::: Records supplied :::

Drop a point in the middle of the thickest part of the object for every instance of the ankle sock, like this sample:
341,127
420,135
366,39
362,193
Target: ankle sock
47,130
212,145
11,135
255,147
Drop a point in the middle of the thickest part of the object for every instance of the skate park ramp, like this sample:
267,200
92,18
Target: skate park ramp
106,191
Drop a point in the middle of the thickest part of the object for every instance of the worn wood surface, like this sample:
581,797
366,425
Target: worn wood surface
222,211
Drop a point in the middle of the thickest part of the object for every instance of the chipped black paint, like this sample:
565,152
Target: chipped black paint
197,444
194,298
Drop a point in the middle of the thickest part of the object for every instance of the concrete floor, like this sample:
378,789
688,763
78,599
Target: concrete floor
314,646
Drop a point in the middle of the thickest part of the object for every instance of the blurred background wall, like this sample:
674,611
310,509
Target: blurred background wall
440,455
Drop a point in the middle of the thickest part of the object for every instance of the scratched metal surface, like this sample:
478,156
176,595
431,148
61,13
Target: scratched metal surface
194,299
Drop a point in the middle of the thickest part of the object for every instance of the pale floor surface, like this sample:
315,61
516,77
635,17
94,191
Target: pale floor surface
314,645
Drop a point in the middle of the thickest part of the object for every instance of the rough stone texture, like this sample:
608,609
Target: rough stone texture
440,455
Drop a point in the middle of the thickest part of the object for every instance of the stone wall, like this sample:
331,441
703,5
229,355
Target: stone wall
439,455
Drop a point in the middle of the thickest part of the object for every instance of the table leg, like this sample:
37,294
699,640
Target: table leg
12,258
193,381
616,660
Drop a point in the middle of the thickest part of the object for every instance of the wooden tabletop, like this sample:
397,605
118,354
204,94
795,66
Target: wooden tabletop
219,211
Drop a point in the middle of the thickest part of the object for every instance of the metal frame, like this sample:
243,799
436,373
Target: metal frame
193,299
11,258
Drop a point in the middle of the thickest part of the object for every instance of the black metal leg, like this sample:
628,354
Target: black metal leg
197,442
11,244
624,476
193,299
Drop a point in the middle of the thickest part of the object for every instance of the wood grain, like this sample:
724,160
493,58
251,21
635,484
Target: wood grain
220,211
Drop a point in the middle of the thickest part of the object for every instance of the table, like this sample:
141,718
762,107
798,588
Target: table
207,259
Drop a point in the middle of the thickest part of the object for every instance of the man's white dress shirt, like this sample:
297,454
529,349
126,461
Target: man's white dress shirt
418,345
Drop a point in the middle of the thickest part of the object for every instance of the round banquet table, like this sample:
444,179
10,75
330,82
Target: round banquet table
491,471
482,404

:::

Repeat the data in its entirety, exactly as written.

Drop a point in the middle of the thickest part of the object for every instance of the ankle sock, like this sample:
341,127
420,135
366,39
362,193
Target: ankle sock
47,130
212,145
11,135
255,147
Drop a point in the middle of the thickest part of the object for every instance of the skate park ramp, like this sample:
267,200
92,18
Target: skate park ramp
106,191
Drop a point in the middle of the thickest part of the object for every instance of the worn wood surface, like this sample:
581,797
366,425
Target: worn wood surface
222,211
Drop a point in the middle of the thickest part of the object for every instance of the chipped black paint, like this sample:
565,152
Target: chipped black paint
197,444
194,298
Drop a point in the middle of the thickest part of the object for every instance of the concrete floor, like this sample:
378,789
688,763
78,599
Target: concrete floor
314,646
Drop a point in the middle of the thickest part of the object for every instance of the blurred background wall, like this sample:
674,611
310,509
Target: blurred background wall
440,455
Drop a point in the middle of the thickest part of the object for every instance of the scratched metal surface, like this sample:
478,156
176,595
431,148
61,13
Target: scratched metal surface
194,299
Drop a point in the middle of the thickest part of the object for every instance of the pale floor surface, like this sample:
315,61
516,77
635,17
94,191
Target: pale floor surface
314,645
Drop a point in the middle of the thickest part of the object for every instance of the rough stone texture, like this sample:
608,609
Target: rough stone texture
440,455
Drop a point in the middle of the thickest part of the object for every instance of the stone wall, like this sample:
331,441
703,5
229,355
Target: stone wall
439,455
Drop a point in the middle of the thickest part of the object for every instance of the table leg, like this sample:
37,294
699,640
Target: table leg
12,258
193,381
616,660
Drop a point in the middle of the thickest part of the object for every instance of the wooden tabletop, like this sample:
397,605
118,354
204,94
795,66
Target: wooden tabletop
219,211
Drop a point in the middle of the thickest part of the object for every instance of the metal frame, like this sample:
243,799
436,373
Target: metal frame
193,299
11,258
Drop a point in the middle of the thickest part of the object for every instance of the black metal leg, like this sample:
628,354
Target: black metal leg
197,442
11,244
624,476
193,299
Drop a point in the middle of the thickest part of the object for every instance of the wood grain, like this sample:
724,160
493,58
251,21
635,484
Target: wood grain
220,211
Drop a point in the middle of the thickest part of the object for every instance of the table, like this sample:
141,718
762,107
798,588
Target: table
207,259
Drop a point in the middle of the thickest part of the object for every instance of the man's white dress shirt, like this sample:
297,454
529,349
126,461
Target: man's white dress shirt
418,345
Drop a point in the middle of the thickest part of the object for every instance of the round banquet table, like this sample:
444,179
10,75
330,82
Target: round banquet table
491,471
482,404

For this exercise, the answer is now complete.